__PROBLEM TO SOLVE__. Using the data below, copy out all lines with the word "hair".

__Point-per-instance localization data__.
————

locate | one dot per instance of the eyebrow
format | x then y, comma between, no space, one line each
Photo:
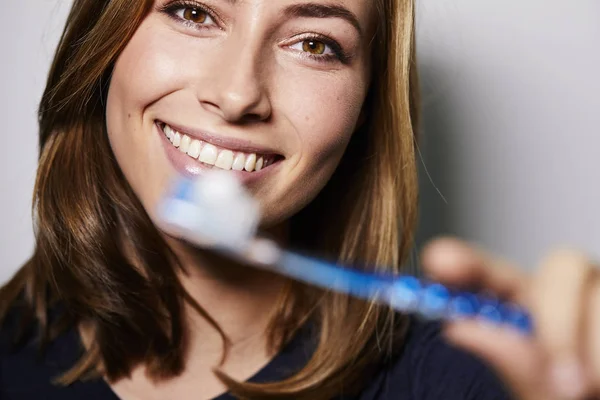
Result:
315,10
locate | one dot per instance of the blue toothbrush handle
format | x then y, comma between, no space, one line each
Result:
405,293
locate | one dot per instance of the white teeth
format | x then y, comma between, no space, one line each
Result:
208,155
169,132
176,139
250,163
185,143
194,150
259,164
225,160
239,162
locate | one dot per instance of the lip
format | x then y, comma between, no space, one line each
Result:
187,166
244,146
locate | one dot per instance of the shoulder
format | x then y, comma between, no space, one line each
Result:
428,368
27,373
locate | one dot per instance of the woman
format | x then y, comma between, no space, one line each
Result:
313,105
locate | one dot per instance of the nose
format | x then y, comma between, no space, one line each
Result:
236,88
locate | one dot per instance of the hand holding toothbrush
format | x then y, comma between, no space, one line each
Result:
561,360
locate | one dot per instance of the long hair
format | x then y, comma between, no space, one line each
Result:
83,208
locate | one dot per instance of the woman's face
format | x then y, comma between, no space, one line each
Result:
268,90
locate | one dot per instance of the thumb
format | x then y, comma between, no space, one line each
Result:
513,356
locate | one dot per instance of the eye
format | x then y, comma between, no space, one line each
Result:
195,15
314,47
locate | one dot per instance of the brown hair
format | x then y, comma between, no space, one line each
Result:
83,206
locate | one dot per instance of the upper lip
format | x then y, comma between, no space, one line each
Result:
241,145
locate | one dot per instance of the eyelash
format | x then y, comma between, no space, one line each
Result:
171,9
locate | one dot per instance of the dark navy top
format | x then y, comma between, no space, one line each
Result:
427,368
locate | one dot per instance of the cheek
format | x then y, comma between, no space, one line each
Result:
143,73
325,111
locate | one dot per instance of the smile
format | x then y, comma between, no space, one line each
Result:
217,156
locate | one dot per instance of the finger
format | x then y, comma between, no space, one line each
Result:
593,335
454,262
514,357
558,296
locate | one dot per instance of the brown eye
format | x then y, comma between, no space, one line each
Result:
314,47
195,15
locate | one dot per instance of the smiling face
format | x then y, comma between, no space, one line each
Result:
270,90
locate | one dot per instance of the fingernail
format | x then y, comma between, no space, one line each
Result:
566,377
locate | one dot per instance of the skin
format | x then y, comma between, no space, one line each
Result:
562,359
243,75
247,78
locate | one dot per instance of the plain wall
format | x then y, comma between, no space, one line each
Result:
510,136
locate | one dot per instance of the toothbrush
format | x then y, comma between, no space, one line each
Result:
214,211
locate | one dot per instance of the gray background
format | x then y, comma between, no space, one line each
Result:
510,136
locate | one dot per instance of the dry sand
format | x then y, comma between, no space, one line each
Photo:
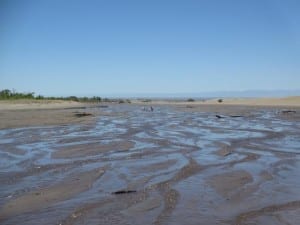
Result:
179,164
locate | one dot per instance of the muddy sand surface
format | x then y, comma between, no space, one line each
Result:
127,165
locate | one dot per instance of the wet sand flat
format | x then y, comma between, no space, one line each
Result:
125,165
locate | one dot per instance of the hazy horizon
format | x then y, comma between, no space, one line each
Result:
112,47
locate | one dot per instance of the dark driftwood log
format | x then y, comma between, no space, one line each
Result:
288,111
83,114
123,192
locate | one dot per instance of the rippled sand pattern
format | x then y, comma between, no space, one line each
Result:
180,167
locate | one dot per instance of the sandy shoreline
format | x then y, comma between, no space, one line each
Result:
178,164
24,113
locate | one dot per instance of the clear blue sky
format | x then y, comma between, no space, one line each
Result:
88,47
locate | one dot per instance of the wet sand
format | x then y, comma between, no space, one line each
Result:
179,164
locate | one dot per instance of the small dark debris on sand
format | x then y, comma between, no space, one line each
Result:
288,111
82,114
235,116
124,192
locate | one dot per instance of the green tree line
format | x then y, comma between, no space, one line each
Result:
7,94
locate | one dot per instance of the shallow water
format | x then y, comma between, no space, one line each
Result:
171,159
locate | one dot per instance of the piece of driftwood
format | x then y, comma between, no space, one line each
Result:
288,111
123,192
83,114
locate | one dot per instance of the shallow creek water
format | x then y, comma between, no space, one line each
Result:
184,168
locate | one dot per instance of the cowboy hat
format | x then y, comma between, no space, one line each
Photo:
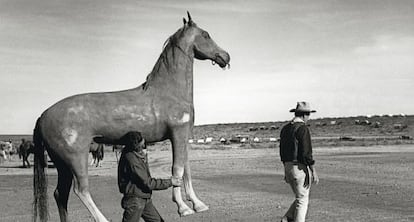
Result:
302,107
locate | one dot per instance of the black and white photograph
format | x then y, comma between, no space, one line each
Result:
206,110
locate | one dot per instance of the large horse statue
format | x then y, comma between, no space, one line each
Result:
161,108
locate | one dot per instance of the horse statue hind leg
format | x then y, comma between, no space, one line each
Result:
71,161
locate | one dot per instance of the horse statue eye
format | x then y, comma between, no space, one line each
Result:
205,35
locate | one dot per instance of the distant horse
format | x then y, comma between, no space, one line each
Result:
25,149
161,108
117,149
97,150
6,149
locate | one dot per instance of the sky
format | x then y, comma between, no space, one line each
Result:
346,58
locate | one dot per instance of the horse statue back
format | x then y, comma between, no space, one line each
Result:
161,108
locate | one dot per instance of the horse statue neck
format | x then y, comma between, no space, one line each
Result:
174,70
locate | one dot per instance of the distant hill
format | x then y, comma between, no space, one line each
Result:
326,129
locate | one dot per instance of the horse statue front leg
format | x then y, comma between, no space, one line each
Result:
181,168
198,205
180,157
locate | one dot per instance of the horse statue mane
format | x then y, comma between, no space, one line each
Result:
162,108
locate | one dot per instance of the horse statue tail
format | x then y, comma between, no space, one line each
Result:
40,205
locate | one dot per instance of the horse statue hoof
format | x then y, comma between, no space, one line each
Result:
186,212
201,208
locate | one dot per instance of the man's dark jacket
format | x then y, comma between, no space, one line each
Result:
295,144
134,177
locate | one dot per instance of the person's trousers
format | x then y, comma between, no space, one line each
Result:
296,175
135,208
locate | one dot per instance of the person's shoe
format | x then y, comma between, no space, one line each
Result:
286,219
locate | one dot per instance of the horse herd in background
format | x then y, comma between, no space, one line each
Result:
26,147
7,149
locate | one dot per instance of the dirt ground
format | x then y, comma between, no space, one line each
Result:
357,184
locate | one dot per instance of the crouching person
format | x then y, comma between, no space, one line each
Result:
135,181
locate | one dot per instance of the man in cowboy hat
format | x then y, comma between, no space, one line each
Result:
296,155
135,181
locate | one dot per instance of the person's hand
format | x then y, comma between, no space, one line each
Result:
315,177
307,180
177,181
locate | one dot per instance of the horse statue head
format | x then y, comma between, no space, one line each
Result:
197,43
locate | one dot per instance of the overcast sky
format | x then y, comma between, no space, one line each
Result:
347,58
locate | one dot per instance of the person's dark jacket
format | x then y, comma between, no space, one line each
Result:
134,177
295,144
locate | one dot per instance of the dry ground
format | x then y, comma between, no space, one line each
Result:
357,184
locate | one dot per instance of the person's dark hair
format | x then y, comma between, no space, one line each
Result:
300,114
131,139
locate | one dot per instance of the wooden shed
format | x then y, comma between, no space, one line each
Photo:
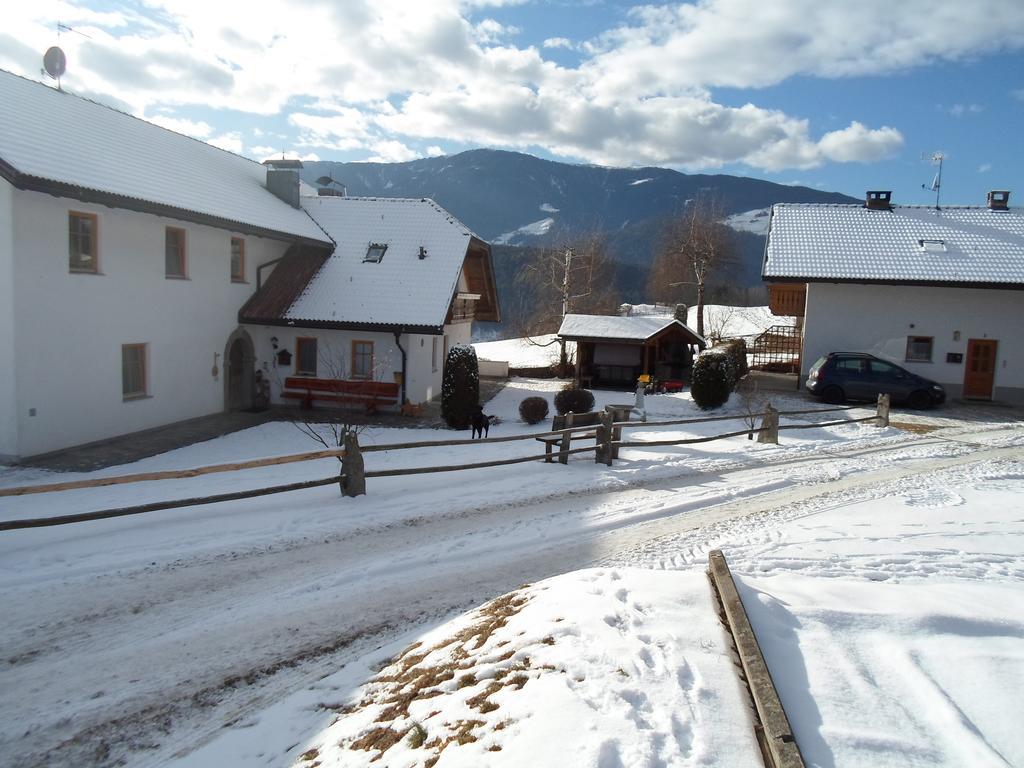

————

__ANSWER SECTION__.
locate | one dot per instance of the long hair
locate | one dot per instance of the brown hair
locate | one dot per instance of the person's dark hair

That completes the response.